**DATASET ROWS:**
▶
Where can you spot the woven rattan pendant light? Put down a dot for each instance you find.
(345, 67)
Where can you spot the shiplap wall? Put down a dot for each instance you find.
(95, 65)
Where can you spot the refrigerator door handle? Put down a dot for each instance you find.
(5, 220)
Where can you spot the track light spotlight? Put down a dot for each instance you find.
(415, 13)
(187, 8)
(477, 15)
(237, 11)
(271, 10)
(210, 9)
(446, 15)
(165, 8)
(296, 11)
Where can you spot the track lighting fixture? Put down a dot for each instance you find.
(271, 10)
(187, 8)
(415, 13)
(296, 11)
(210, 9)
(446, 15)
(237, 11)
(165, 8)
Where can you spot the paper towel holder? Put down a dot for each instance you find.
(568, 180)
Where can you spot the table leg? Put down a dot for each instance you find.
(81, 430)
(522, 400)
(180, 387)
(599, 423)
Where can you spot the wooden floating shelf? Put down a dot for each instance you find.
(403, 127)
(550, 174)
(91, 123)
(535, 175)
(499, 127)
◀
**EXERCISE REQUIREMENTS:**
Retype the material above, line by line, exactly.

**COMPLETED TASK:**
Where can you spot the woven rattan pendant light? Put down a dot for each instance you find.
(345, 67)
Where can you spot the shiplap wall? Put down a dot for each instance you find.
(95, 65)
Where can you spot the refrigerator door handle? Put down a dot for each instance you find.
(5, 220)
Where can you spot the track light spotlight? Put down a dot for each instance you find.
(415, 13)
(187, 8)
(477, 15)
(237, 11)
(271, 10)
(210, 9)
(446, 15)
(165, 8)
(296, 11)
Where can you spot the track lighting fixture? Put down a dot for each instance you find.
(271, 10)
(187, 8)
(415, 13)
(296, 11)
(210, 9)
(446, 15)
(237, 11)
(165, 8)
Where can you spot the paper towel holder? Put down a dot for each instance you find.
(568, 180)
Where can you spot the table leg? Put down a dot for each instance you find.
(81, 430)
(522, 400)
(180, 387)
(599, 423)
Where can you spot the wooden floating shelf? Put down a dot for each instance you find.
(403, 127)
(550, 174)
(91, 123)
(535, 175)
(499, 127)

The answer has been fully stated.